REQUIRED TASKS:
A – Rewrite the passage on the IPCC climate report between "The UN Intergovernmental" and "very scary stuff.", inclusive, changing "policymakers" to "lawmakers".
B – Show each line of the records that contains the string "ceiling", treating uppercase and lowercase letters as different.

EXCERPT PROVIDED:
>> START

The UN Intergovernmental Panel on Climate Change (IPCC) is the world’s foremost authority on the tricky subject of climate science, and its latest report paints a very bleak picture. This release is the second of a four-part series aimed at helping policymakers understand the various risks associated with climate change. The first edition, released last fall, bumped up the probability that humans are the main cause of recent warming to 95 percent, a reflection of the coalescing consensus among climate scientists of our culpability. Now, the IPCC is moving on from causes to effects, listing the various dangers we could face in the warmer years ahead: droughts and floods, heat waves and abnormally cold weather, rising sea levels, and lower crop yields. In short, very scary stuff.

>> END

Labeled contour records

>> START

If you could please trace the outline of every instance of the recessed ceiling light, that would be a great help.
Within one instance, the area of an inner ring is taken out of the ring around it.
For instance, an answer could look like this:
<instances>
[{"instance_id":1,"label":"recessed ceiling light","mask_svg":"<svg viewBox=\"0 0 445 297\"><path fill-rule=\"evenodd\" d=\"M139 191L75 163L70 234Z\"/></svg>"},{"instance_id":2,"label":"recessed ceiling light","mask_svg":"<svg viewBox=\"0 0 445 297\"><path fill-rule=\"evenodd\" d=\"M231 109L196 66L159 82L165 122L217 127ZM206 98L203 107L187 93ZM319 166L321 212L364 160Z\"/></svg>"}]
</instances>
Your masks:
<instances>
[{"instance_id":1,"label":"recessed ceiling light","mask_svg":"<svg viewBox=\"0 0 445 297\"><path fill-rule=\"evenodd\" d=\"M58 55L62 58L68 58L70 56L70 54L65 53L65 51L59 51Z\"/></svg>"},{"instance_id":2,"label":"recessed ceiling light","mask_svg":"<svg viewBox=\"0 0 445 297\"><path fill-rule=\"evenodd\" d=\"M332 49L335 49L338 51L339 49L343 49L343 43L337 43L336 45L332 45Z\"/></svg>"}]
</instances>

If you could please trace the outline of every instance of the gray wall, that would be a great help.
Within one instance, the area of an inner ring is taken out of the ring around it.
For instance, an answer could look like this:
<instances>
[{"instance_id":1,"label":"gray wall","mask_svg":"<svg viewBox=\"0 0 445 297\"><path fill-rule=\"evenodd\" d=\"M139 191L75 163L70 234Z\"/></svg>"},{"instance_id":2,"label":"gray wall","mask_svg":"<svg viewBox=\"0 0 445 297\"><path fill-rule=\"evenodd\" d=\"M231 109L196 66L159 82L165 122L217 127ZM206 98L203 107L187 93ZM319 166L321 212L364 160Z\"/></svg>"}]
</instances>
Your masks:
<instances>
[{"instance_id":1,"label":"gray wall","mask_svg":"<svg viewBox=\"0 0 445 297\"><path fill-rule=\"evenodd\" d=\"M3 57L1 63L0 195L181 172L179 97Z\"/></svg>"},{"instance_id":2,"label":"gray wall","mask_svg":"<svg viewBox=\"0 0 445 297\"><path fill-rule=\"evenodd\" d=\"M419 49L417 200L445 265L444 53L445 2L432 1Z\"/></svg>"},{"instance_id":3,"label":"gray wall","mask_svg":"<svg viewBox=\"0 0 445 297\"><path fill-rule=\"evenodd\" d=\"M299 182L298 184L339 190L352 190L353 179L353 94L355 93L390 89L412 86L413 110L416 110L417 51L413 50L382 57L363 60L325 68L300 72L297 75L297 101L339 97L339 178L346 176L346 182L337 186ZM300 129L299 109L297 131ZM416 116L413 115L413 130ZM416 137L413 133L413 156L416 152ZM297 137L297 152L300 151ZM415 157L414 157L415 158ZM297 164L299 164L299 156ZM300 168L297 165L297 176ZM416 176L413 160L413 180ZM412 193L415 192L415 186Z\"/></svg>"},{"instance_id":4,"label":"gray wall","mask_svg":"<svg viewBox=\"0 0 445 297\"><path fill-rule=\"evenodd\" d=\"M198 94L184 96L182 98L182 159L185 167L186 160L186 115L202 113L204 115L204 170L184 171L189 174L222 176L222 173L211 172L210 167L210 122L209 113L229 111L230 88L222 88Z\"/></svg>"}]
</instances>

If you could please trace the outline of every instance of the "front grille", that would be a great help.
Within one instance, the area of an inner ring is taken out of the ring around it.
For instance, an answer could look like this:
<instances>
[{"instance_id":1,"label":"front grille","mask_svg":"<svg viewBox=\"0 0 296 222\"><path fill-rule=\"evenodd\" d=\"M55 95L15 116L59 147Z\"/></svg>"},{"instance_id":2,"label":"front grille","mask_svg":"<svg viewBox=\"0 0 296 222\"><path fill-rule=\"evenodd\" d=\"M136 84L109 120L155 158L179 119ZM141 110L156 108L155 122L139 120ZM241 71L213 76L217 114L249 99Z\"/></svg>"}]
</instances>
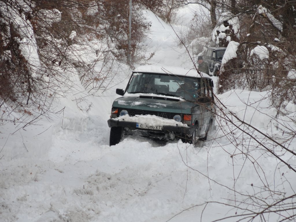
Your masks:
<instances>
[{"instance_id":1,"label":"front grille","mask_svg":"<svg viewBox=\"0 0 296 222\"><path fill-rule=\"evenodd\" d=\"M134 116L136 115L155 115L157 116L165 118L166 119L172 119L176 113L165 112L160 112L156 111L149 111L146 110L133 110L131 109L120 109L118 113L123 109L125 109L128 112L128 115L131 116Z\"/></svg>"}]
</instances>

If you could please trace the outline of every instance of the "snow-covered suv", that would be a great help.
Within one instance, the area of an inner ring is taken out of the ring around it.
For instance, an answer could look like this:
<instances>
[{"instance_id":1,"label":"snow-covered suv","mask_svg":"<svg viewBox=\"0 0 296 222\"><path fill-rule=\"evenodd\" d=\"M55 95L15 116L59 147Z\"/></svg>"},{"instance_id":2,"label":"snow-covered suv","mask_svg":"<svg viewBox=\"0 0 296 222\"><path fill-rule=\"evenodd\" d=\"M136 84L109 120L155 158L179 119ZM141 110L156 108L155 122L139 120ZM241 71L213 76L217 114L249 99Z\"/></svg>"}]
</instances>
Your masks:
<instances>
[{"instance_id":1,"label":"snow-covered suv","mask_svg":"<svg viewBox=\"0 0 296 222\"><path fill-rule=\"evenodd\" d=\"M208 48L204 56L204 60L209 64L209 69L214 76L217 75L220 70L222 59L226 50L226 47Z\"/></svg>"},{"instance_id":2,"label":"snow-covered suv","mask_svg":"<svg viewBox=\"0 0 296 222\"><path fill-rule=\"evenodd\" d=\"M206 139L215 121L213 81L194 70L141 66L132 72L122 96L112 105L110 145L124 135L139 134L193 144Z\"/></svg>"}]
</instances>

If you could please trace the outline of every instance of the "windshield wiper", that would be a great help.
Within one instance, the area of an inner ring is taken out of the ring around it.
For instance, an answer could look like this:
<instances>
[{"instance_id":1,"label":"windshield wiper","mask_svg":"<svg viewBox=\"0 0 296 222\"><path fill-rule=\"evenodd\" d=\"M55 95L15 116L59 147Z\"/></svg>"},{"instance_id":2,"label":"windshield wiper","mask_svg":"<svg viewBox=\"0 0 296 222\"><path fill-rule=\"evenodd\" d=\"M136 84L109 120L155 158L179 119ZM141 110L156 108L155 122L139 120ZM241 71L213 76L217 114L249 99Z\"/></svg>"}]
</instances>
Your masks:
<instances>
[{"instance_id":1,"label":"windshield wiper","mask_svg":"<svg viewBox=\"0 0 296 222\"><path fill-rule=\"evenodd\" d=\"M173 96L174 97L179 97L180 98L182 98L184 100L186 100L182 96L177 96L176 95L175 95L174 94L171 94L170 93L156 93L157 94L160 94L160 95L163 95L164 96Z\"/></svg>"},{"instance_id":2,"label":"windshield wiper","mask_svg":"<svg viewBox=\"0 0 296 222\"><path fill-rule=\"evenodd\" d=\"M132 94L135 94L135 93L147 93L146 92L142 92L141 91L138 91L136 92L130 92L128 93L132 93Z\"/></svg>"}]
</instances>

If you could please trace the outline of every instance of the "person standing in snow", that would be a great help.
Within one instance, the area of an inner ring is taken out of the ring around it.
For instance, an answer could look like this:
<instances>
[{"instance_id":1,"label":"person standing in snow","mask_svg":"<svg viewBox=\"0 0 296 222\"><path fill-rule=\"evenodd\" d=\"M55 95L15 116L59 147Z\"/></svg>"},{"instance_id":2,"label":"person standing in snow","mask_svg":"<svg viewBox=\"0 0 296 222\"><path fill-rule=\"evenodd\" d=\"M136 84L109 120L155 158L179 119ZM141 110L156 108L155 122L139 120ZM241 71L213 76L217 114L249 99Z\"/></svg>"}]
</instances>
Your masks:
<instances>
[{"instance_id":1,"label":"person standing in snow","mask_svg":"<svg viewBox=\"0 0 296 222\"><path fill-rule=\"evenodd\" d=\"M199 56L197 57L197 62L198 63L198 65L197 66L197 69L198 70L198 71L200 72L202 72L208 75L209 75L209 65L207 62L204 61L202 56Z\"/></svg>"}]
</instances>

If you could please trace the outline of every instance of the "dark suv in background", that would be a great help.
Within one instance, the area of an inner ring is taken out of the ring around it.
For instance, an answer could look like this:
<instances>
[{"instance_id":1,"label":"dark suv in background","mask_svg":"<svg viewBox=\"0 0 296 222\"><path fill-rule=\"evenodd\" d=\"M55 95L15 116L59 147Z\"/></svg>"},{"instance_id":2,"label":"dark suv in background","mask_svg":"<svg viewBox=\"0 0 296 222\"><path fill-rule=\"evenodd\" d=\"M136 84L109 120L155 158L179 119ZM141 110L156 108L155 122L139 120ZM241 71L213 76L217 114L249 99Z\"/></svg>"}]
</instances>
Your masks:
<instances>
[{"instance_id":1,"label":"dark suv in background","mask_svg":"<svg viewBox=\"0 0 296 222\"><path fill-rule=\"evenodd\" d=\"M213 75L216 76L218 72L220 70L222 59L226 50L226 47L208 48L204 56L204 60L209 64L209 69L213 73Z\"/></svg>"}]
</instances>

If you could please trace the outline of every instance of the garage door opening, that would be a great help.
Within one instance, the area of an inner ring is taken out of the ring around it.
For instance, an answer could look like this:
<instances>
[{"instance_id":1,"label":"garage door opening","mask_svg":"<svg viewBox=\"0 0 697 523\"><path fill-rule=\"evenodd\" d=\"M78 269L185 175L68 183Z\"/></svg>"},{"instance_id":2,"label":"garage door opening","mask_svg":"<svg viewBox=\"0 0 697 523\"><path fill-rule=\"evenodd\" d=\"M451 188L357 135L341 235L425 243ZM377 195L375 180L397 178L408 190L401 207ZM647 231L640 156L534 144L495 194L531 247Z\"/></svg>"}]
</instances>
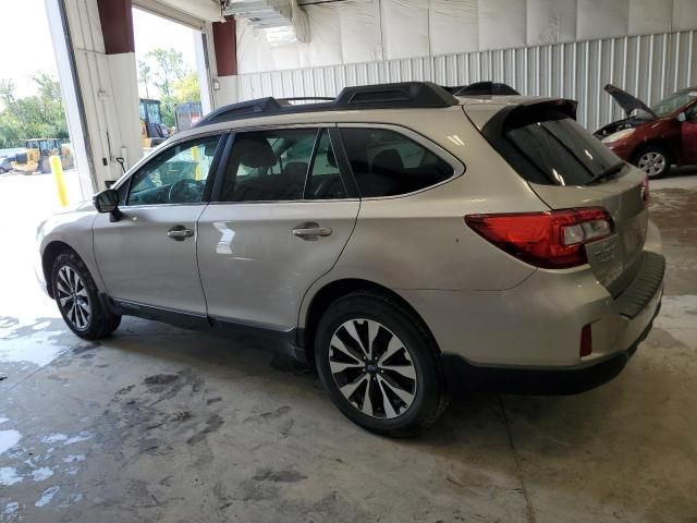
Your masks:
<instances>
[{"instance_id":1,"label":"garage door opening","mask_svg":"<svg viewBox=\"0 0 697 523\"><path fill-rule=\"evenodd\" d=\"M199 66L200 32L140 9L133 10L133 29L140 137L147 153L200 120L210 107L208 82L205 66Z\"/></svg>"}]
</instances>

>> END

EXPECTED RESULTS:
A –
The UN Intergovernmental Panel on Climate Change (IPCC) is the world’s foremost authority on the tricky subject of climate science, and its latest report paints a very bleak picture. This release is the second of a four-part series aimed at helping lawmakers understand the various risks associated with climate change. The first edition, released last fall, bumped up the probability that humans are the main cause of recent warming to 95 percent, a reflection of the coalescing consensus among climate scientists of our culpability. Now, the IPCC is moving on from causes to effects, listing the various dangers we could face in the warmer years ahead: droughts and floods, heat waves and abnormally cold weather, rising sea levels, and lower crop yields. In short, very scary stuff.

B –
If you could please trace the outline of every instance of the recessed ceiling light, that would be a great help.
[{"instance_id":1,"label":"recessed ceiling light","mask_svg":"<svg viewBox=\"0 0 445 297\"><path fill-rule=\"evenodd\" d=\"M139 191L75 163L70 234Z\"/></svg>"},{"instance_id":2,"label":"recessed ceiling light","mask_svg":"<svg viewBox=\"0 0 445 297\"><path fill-rule=\"evenodd\" d=\"M231 109L196 66L159 82L165 122L217 127ZM206 98L203 107L187 93ZM319 166L321 212L364 160Z\"/></svg>"}]
[{"instance_id":1,"label":"recessed ceiling light","mask_svg":"<svg viewBox=\"0 0 445 297\"><path fill-rule=\"evenodd\" d=\"M58 55L62 58L68 58L70 56L70 54L65 53L65 51L59 51Z\"/></svg>"},{"instance_id":2,"label":"recessed ceiling light","mask_svg":"<svg viewBox=\"0 0 445 297\"><path fill-rule=\"evenodd\" d=\"M332 49L335 49L338 51L339 49L343 49L343 43L337 43L336 45L332 45Z\"/></svg>"}]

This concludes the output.